DESCRIZIONE DELL'ESERCIZIO: Trascriva il passo della discussione del forum che si apre con le parole contenenti "La mia storia" e si chiude con "conosciuto a memoria.".

BLOCCO DI TESTO:
=-=-=
Benvenuto, perchè non ci racconti di te?

Credo sia impossibile dimenticare ma elaborare quel che è successo e raggiungerne un ragionevole distacco emotivo sì, si può fare nel tempo e andare avanti con la propria vita.


----------



## Old notte (26 Settembre 2008)

strega ha detto:


> cazzarola ma proprio adesso dovevi scrivere il primo messaggio!!!
> 
> 
> 
> ...









 Scusa Strega per l'intervento ma mi attirava il vostro Post ed ho scritto la mia.   Sono tanti anni ma sembrano mai passati e ieri sembra un'altra era da quanto mi manca.
Odio stare solo.........


----------



## Persa/Ritrovata (26 Settembre 2008)

strega ha detto:


> volentieri!


Voto di condotta.
Attribuire un valore di recupero dei comportamenti scorretti al voto è non comprendere da cosa nascono quei comportamenti: ragioni diverse a seconda delle età.
In ogni caso non esistono bambini e ragazzi della scuola dell'obbligo che abbiano un cattivo comportamento e un alto rendimento.
Nella maggior parte dei casi sono le difficoltà di apprendimento che causano il comportamento provocatorio. Di conseguenza ripristinare il voto in condotta e attribuirgli la possibilità di comportare la bocciatura ha solo la funzione di applicare un metodo che è del tutto inefficace e va incontro solo all'opinione di chi non è competente di scuola e pedagogia.


----------



## Old strega (26 Settembre 2008)

notte ha detto:


> Scusa Strega per l'intervento ma mi attirava il vostro Post ed ho scritto la mia. Sono tanti anni ma sembrano mai passati e ieri sembra un'altra era da quanto mi manca.
> Odio stare solo.........


 
ovviamente scherzavo...
mi fa "piacere" confrontarmi con i diversi modi di vivere le situazioni....

vorrei farti mille domande ma preferisco rispettare i tempi...
se hai voglia raccontaci un po di te... serve sfogarsi ! credimi (sono riuscita a raccontare una cosa pessima e... tutto sommato sto meglio!!!)


----------



## Old notte (26 Settembre 2008)

La mia storia è come tante altre.... io lei, l'amore, la complicità, la serenità nel tenersi la mano, i sorrisi ammiccanti e le mani che esplorano un corpo conosciuto a memoria.
E' una storia come dicevo antica ma sembra non voler andar via, la allontano in qls modo, anche pensando male di lei.... MA LA COLPA E' MIA...


----------



## Old angelodelmale (26 Settembre 2008)

notte ha detto:


> No, il tempo non aggiusta a volte è giustiziere e ... scusa mi presento ciao a tutti oggi è il mio primo giorno da Voi ... non sai mai quando tenderà la mano per non farti cadere.
=-=-=
VOCI FORNITE:
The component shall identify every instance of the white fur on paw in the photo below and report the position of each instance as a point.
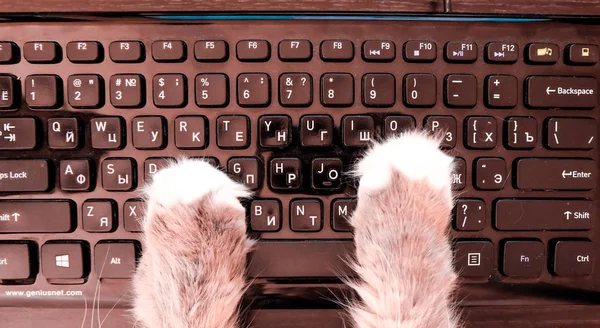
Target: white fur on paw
(188, 180)
(415, 154)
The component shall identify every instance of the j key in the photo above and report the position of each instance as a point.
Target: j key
(490, 173)
(29, 216)
(212, 90)
(75, 175)
(482, 132)
(445, 125)
(254, 89)
(316, 131)
(169, 90)
(337, 89)
(469, 215)
(85, 52)
(127, 90)
(211, 51)
(542, 53)
(233, 131)
(85, 91)
(118, 174)
(107, 132)
(115, 260)
(295, 50)
(148, 132)
(306, 215)
(420, 90)
(265, 215)
(420, 51)
(285, 173)
(246, 170)
(558, 174)
(18, 133)
(253, 50)
(573, 258)
(127, 51)
(379, 51)
(558, 214)
(337, 50)
(501, 52)
(275, 131)
(521, 132)
(501, 91)
(169, 51)
(42, 52)
(379, 90)
(357, 130)
(571, 133)
(461, 90)
(99, 215)
(461, 51)
(326, 173)
(191, 132)
(523, 258)
(341, 211)
(63, 133)
(561, 92)
(43, 91)
(24, 175)
(63, 260)
(295, 89)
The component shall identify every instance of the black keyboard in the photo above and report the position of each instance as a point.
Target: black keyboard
(90, 110)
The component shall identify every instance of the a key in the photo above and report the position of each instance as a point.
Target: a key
(75, 175)
(295, 89)
(265, 215)
(212, 90)
(285, 173)
(148, 132)
(118, 174)
(337, 89)
(306, 215)
(99, 215)
(379, 90)
(169, 90)
(107, 132)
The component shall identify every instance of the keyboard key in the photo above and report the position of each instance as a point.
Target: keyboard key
(265, 215)
(85, 52)
(20, 175)
(306, 215)
(211, 51)
(118, 174)
(253, 50)
(37, 216)
(127, 51)
(115, 260)
(561, 92)
(558, 214)
(62, 260)
(337, 90)
(295, 50)
(191, 132)
(379, 90)
(42, 52)
(169, 90)
(99, 215)
(558, 174)
(285, 173)
(337, 50)
(573, 258)
(523, 258)
(571, 133)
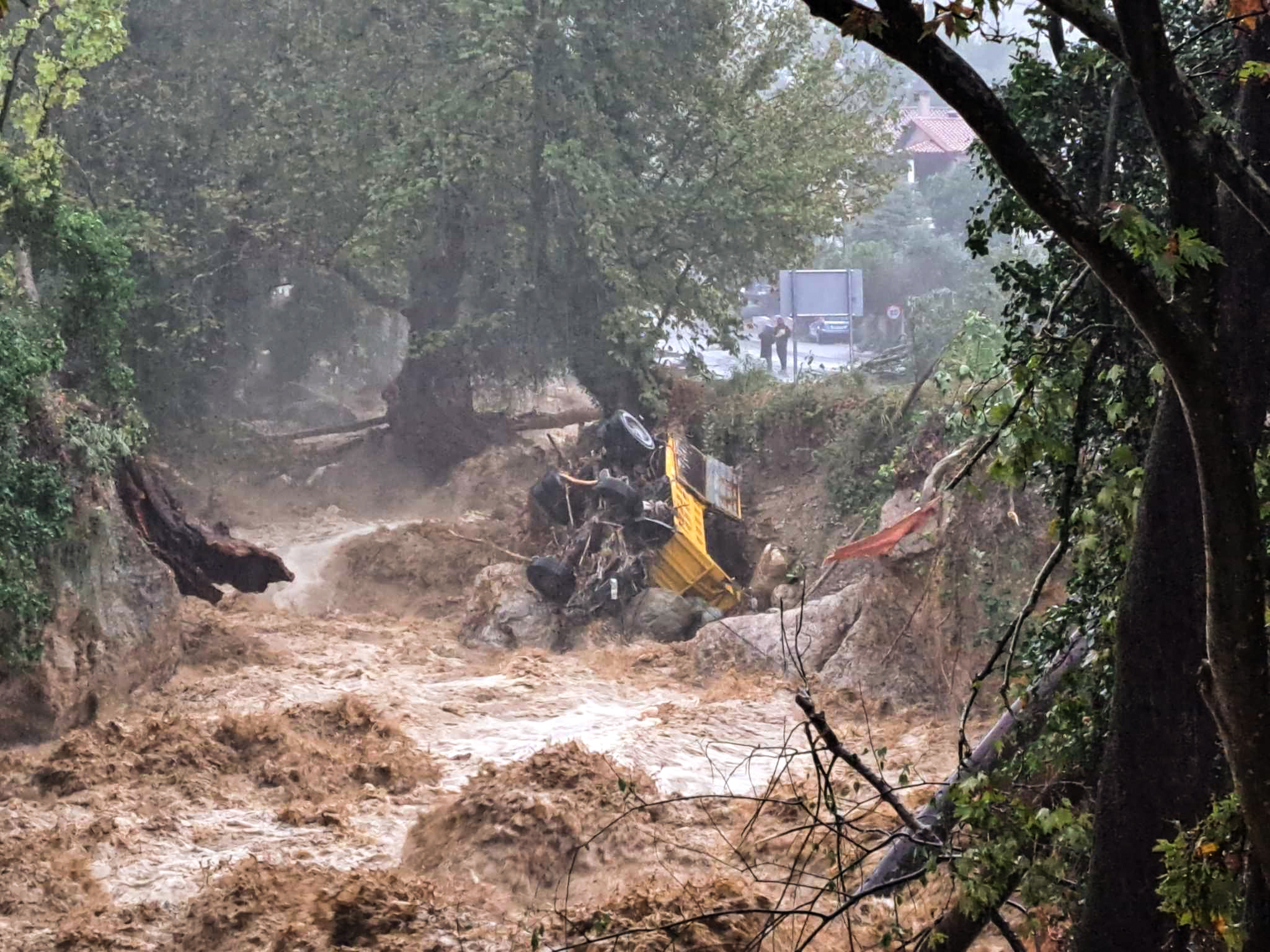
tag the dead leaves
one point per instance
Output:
=-=-=
RISULTATO DEL COMPITO:
La mia storia è come tante altre.... io lei, l'amore, la complicità, la serenità nel tenersi la mano, i sorrisi ammiccanti e le mani che esplorano un corpo conosciuto a memoria.